═════ Texte fourni

A deux jours du premier tour, que retenir du débat économique de cette campagne ? A première vue, rien.
Comme le signale l’économiste-blogueur Stéphane Ménia,
cette campagne a été la plus indigente de mémoire d’homme en termes
d’idées, surtout économiques. Et bien sûr, c’est particulièrement
affligeant étant donné que nous sommes en période de crise économique
grave.
A y regarder de plus près, il y a bien une chose à signaler : c’est, face à la mort cérébrale des candidats de gouvernement, la cohérence des propositions économiques des extrêmes. Par cela je ne veux pas dire que les propositions économiques des extrêmes sont bonnes -dans
la plupart des cas, elles ne le sont pas -mais que au moins,
contrairement à celles des candidats de gouvernement, elles sont parfois
cohérentes, du point de vue de la science économique.
Deux exemples frappants :
- Lorsque
la crise de l’euro s’est aggravée, Jean-Luc Mélenchon a été le premier
et le seul à demander que ça soit la Banque centrale qui rachète la
dette des États, afin de calmer les marchés et d’augmenter la masse
monétaire. Solution
cohérente, à mille lieux de l’analyse complètement erronée du couple
Sarkozy-Merkel, qui prend une crise monétaire pour une crise de la
dette. Mélenchon avait raison, et il a été ridiculisé de
toutes parts. Et, indirectement par le biais de l’opération LTRO, la BCE
de Mario Draghi a suivi ses conseils et effectivement calmé la crise.

══════════
═════ Enregistrements à traiter

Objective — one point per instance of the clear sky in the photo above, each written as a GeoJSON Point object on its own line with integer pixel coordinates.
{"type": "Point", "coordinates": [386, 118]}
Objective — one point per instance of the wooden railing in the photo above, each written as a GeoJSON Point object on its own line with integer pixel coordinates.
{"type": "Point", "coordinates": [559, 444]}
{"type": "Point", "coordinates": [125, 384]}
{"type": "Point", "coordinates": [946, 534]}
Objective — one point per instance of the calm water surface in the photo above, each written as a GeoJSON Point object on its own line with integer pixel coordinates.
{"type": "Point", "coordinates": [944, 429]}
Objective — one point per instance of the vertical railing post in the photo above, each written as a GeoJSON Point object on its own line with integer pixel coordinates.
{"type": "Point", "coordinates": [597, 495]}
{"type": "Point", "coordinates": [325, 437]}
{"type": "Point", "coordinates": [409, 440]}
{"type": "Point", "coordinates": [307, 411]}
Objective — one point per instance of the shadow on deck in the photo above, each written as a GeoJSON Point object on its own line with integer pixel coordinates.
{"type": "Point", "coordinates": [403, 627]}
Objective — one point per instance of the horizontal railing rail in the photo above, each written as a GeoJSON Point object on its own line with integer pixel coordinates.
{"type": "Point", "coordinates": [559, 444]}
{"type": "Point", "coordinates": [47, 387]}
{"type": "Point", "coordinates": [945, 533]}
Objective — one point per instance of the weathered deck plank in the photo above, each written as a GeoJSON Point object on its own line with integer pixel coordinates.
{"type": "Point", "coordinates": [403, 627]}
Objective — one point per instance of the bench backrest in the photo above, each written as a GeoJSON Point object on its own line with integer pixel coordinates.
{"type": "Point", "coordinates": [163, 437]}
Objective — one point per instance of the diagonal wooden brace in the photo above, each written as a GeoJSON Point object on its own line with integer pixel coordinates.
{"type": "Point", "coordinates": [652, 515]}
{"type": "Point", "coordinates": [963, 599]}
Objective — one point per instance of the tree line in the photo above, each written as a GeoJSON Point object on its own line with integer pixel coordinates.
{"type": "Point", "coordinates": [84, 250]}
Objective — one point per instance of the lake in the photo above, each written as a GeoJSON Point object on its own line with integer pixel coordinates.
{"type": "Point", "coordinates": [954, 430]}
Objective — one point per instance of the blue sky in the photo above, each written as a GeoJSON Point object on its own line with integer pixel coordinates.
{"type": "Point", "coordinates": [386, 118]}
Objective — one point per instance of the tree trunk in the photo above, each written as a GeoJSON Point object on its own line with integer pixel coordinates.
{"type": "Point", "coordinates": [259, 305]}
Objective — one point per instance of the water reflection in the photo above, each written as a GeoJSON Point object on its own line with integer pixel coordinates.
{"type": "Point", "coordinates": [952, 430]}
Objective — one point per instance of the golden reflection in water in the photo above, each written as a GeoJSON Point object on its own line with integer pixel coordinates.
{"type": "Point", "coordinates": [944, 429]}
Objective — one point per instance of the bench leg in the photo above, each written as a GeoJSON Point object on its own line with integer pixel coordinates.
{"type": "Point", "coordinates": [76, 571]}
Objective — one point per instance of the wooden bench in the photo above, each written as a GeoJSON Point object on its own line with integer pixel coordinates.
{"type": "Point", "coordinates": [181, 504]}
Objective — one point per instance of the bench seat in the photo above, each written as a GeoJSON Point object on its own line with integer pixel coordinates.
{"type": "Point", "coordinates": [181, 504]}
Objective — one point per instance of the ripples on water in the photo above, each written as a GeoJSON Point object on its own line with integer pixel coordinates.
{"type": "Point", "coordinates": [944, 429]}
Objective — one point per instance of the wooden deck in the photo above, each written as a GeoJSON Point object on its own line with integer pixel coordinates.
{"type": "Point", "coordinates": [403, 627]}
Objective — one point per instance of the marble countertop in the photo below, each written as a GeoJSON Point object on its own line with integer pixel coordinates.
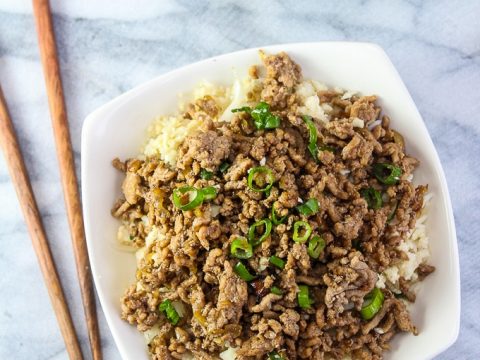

══════════

Travail à faire -
1. Recopiez fidèlement le passage du texte fourni qui commence à « A deux jours » et se termine à « la science économique. ».
2. Repérez toutes les lignes des enregistrements où figure la chaîne « railing », en respectant la casse.

Réponses aux exercices -
1.
A deux jours du premier tour, que retenir du débat économique de cette campagne ? A première vue, rien.
Comme le signale l’économiste-blogueur Stéphane Ménia,
cette campagne a été la plus indigente de mémoire d’homme en termes
d’idées, surtout économiques. Et bien sûr, c’est particulièrement
affligeant étant donné que nous sommes en période de crise économique
grave.
A y regarder de plus près, il y a bien une chose à signaler : c’est, face à la mort cérébrale des candidats de gouvernement, la cohérence des propositions économiques des extrêmes. Par cela je ne veux pas dire que les propositions économiques des extrêmes sont bonnes -dans
la plupart des cas, elles ne le sont pas -mais que au moins,
contrairement à celles des candidats de gouvernement, elles sont parfois
cohérentes, du point de vue de la science économique.

2.
Objective — one point per instance of the wooden railing in the photo above, each written as a GeoJSON Point object on its own line with integer pixel coordinates.
Objective — one point per instance of the vertical railing post in the photo above, each written as a GeoJSON Point object on its own line with integer pixel coordinates.
Objective — one point per instance of the horizontal railing rail in the photo above, each written as a GeoJSON Point object on its own line with integer pixel coordinates.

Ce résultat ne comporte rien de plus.